*About this exercise*
Start at the line that contains "olive green jacket". Repeat it and each line after it, exactly, up to and including the final line of the data.

Stored data entries
+-------+
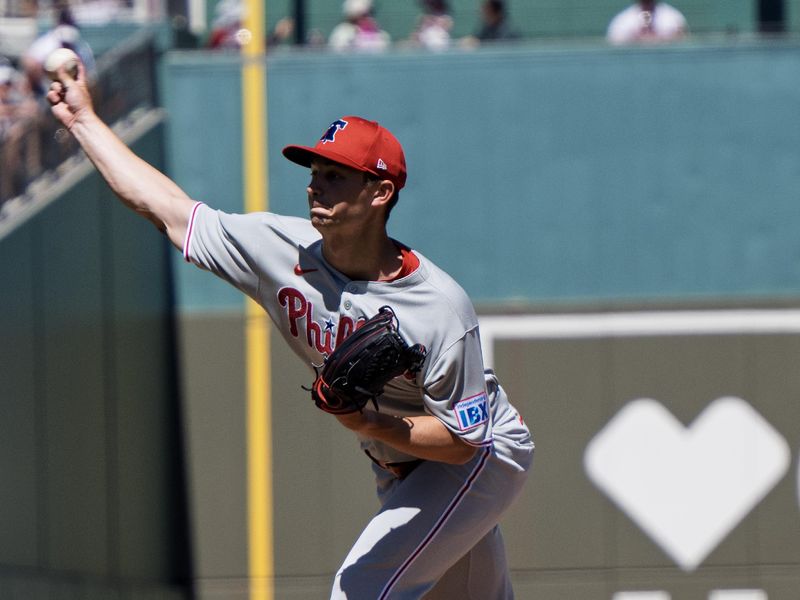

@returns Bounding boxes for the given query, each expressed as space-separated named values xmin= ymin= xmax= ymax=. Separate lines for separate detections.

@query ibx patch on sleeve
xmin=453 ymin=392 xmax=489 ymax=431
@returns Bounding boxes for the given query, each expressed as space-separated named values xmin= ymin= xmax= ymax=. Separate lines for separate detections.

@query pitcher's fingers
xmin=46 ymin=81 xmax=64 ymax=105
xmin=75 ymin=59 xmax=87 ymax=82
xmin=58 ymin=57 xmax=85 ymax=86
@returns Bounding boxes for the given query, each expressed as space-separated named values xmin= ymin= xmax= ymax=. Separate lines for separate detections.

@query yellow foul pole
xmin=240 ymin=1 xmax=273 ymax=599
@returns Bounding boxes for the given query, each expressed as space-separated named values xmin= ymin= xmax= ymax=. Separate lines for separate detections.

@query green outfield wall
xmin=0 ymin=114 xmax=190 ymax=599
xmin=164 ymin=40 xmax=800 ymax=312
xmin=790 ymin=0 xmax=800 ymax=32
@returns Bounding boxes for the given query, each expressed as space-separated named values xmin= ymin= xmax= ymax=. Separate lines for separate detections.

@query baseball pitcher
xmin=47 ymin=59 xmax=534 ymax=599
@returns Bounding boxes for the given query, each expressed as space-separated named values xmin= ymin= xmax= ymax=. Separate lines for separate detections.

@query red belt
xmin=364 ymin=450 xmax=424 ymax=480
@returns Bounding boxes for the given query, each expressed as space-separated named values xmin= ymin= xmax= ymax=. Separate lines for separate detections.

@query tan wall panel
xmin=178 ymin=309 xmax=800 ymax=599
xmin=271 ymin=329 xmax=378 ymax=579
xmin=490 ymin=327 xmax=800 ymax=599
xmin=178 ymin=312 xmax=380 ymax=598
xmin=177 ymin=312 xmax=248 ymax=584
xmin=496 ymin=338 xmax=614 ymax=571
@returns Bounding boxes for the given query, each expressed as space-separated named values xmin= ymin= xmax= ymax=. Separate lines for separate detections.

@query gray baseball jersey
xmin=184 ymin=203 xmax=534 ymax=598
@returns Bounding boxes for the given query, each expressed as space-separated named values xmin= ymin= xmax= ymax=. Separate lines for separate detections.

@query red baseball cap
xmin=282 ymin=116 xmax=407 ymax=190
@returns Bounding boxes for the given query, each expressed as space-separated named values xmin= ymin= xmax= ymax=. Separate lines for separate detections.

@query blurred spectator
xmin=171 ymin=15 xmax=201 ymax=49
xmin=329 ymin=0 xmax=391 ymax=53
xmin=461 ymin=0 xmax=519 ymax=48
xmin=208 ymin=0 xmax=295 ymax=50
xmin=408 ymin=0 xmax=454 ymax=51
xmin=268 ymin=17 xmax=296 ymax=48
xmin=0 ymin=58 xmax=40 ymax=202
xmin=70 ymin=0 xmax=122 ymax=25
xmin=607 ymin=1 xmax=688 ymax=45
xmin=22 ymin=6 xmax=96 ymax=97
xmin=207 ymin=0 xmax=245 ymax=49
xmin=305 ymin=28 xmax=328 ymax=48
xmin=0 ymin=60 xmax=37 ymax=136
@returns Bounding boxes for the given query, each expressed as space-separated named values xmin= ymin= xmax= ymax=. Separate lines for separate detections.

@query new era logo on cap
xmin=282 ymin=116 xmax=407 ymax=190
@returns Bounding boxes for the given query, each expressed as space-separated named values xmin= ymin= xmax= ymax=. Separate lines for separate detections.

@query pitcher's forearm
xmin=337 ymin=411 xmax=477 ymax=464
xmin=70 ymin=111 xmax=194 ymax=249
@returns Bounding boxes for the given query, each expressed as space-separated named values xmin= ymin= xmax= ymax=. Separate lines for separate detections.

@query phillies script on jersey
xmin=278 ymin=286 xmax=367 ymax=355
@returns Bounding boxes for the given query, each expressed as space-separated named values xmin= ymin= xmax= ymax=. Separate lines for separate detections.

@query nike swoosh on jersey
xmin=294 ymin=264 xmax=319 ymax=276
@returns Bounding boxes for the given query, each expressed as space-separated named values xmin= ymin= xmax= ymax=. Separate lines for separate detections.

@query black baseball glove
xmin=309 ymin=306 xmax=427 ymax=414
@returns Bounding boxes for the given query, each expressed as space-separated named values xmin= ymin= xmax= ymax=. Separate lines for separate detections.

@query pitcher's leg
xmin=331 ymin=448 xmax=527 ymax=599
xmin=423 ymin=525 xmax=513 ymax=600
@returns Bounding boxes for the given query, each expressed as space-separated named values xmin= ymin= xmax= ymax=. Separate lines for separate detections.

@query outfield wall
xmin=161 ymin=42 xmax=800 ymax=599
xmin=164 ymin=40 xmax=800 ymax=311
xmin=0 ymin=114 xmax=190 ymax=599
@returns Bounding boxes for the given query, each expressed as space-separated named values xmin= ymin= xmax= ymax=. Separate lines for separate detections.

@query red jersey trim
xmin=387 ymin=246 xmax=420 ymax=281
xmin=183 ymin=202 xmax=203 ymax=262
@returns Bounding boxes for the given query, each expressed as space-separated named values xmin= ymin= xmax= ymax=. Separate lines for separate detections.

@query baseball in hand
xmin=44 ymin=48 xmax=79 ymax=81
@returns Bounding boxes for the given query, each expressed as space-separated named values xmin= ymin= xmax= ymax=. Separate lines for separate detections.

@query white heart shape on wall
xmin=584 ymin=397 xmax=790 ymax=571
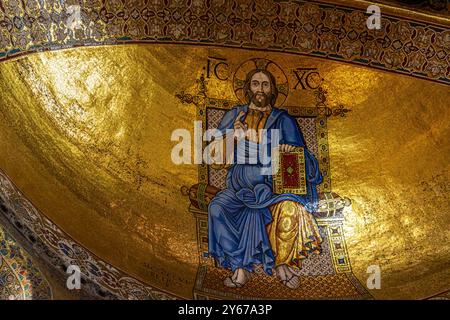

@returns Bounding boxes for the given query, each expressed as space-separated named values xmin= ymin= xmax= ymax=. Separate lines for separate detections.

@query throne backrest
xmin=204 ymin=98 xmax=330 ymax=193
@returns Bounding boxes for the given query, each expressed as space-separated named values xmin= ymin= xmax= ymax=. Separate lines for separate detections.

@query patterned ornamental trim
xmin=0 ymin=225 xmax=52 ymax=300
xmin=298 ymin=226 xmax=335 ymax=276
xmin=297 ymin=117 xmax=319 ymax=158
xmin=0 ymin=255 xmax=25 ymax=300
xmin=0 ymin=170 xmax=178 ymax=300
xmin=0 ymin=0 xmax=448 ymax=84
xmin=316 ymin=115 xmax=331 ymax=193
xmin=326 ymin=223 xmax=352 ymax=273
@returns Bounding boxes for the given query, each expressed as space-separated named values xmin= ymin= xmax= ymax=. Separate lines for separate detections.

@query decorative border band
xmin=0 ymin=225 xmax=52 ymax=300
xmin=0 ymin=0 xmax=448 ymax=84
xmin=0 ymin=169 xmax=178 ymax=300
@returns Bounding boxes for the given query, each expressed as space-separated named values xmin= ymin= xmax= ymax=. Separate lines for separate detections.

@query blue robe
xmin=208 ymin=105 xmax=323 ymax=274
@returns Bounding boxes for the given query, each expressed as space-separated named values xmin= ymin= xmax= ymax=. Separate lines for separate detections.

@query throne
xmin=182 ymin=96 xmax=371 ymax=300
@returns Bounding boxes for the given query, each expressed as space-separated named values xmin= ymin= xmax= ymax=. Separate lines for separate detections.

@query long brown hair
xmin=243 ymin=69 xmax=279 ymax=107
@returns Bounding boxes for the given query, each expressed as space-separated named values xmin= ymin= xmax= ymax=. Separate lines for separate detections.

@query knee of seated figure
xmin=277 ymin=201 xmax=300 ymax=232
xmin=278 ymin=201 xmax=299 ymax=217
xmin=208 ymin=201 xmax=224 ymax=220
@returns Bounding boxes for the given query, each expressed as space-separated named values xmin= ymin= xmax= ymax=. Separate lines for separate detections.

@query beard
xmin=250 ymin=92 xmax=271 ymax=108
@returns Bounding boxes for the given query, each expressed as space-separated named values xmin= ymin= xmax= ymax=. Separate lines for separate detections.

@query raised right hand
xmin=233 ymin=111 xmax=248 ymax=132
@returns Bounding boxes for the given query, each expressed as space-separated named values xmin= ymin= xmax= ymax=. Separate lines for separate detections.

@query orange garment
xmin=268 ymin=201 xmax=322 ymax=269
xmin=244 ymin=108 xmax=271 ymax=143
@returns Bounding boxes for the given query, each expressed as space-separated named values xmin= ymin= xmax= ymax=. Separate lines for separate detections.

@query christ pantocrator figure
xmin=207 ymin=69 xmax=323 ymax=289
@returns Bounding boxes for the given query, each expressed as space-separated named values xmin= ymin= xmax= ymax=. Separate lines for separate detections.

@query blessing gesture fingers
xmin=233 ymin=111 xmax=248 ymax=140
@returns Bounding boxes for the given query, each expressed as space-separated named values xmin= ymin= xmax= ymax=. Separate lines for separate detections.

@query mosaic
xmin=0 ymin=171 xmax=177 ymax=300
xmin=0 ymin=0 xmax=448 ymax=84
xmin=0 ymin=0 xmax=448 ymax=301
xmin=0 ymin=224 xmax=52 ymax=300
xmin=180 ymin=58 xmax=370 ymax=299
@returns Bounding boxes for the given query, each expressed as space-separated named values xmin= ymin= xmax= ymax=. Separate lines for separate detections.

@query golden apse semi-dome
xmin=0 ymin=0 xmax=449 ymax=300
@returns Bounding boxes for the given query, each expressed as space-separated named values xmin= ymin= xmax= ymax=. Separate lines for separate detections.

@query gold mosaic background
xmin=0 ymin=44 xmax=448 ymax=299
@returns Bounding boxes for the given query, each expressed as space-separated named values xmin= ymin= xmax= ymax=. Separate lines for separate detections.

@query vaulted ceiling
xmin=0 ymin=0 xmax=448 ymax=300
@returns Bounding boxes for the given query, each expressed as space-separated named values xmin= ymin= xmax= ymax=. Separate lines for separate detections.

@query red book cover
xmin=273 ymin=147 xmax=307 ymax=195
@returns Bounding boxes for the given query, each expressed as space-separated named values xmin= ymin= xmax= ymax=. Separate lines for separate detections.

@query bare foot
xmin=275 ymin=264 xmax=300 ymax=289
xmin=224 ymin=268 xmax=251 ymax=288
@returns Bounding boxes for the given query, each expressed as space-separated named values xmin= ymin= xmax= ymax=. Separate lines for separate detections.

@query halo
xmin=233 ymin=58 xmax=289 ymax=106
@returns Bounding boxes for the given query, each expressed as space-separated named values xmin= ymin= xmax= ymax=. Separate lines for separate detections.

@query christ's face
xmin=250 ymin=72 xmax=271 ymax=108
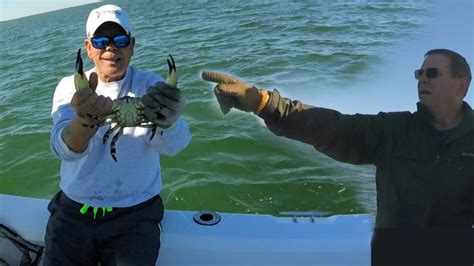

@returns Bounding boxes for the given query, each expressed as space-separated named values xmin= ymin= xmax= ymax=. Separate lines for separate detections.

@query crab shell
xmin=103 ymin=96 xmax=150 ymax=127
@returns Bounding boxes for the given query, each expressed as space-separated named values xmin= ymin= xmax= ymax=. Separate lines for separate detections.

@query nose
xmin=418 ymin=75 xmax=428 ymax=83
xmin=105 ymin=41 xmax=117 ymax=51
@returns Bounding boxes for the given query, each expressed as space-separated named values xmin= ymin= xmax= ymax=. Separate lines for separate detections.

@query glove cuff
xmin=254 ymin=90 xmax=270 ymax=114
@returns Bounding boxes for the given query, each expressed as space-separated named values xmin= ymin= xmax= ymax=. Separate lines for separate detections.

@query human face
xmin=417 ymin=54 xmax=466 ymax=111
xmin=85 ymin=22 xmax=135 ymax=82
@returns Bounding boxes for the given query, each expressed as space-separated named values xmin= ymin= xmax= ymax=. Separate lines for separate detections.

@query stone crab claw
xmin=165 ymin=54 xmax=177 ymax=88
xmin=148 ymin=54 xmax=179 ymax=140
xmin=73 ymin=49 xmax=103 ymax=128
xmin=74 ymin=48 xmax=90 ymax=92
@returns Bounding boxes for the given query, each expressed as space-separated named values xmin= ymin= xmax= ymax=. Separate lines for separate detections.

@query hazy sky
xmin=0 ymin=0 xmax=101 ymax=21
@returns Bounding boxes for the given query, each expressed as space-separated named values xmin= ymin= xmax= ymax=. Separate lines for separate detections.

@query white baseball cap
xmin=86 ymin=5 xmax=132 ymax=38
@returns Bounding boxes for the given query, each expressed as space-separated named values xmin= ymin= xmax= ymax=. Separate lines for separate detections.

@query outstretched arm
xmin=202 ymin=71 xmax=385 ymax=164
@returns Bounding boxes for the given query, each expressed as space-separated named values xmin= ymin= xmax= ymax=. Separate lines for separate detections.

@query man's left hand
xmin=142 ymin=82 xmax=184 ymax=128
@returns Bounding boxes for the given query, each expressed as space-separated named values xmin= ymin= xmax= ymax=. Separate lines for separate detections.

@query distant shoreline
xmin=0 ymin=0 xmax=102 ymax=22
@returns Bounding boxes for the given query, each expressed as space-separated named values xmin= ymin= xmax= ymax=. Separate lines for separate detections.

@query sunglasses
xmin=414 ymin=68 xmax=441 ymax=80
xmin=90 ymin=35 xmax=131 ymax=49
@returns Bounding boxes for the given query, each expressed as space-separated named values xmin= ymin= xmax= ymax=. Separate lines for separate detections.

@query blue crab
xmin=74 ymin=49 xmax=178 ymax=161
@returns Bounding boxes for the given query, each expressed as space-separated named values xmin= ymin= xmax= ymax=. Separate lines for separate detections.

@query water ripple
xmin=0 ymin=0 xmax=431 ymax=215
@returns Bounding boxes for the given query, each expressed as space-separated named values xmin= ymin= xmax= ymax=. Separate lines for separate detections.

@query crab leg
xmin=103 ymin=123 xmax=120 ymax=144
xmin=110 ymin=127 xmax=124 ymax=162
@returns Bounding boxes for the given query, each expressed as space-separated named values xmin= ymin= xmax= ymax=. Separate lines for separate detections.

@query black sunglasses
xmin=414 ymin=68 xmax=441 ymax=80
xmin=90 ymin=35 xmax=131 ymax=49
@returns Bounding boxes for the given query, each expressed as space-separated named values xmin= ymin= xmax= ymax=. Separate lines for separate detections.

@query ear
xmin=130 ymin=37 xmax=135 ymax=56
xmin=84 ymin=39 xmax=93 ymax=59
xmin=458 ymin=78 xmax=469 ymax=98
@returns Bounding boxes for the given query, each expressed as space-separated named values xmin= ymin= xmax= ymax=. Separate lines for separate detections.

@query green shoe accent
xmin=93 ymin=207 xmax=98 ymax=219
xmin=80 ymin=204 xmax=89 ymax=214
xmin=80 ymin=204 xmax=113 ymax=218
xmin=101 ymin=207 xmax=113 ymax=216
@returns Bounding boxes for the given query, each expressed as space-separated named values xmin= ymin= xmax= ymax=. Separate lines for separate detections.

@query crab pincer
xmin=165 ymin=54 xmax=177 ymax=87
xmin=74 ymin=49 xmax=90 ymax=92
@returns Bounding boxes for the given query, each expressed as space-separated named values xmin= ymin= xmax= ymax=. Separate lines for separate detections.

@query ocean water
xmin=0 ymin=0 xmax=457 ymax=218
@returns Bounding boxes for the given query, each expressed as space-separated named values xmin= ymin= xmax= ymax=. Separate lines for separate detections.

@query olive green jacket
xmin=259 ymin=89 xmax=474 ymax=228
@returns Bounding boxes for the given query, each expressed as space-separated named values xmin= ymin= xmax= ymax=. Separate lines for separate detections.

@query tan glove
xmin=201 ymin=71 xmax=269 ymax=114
+-------+
*Answer to this problem*
@query olive green jacket
xmin=259 ymin=89 xmax=474 ymax=228
@returns Bounding boxes for the given query, each expressed as space-separated named values xmin= ymin= xmax= ymax=. Separate lines for separate detections.

@query tan glove
xmin=201 ymin=71 xmax=269 ymax=114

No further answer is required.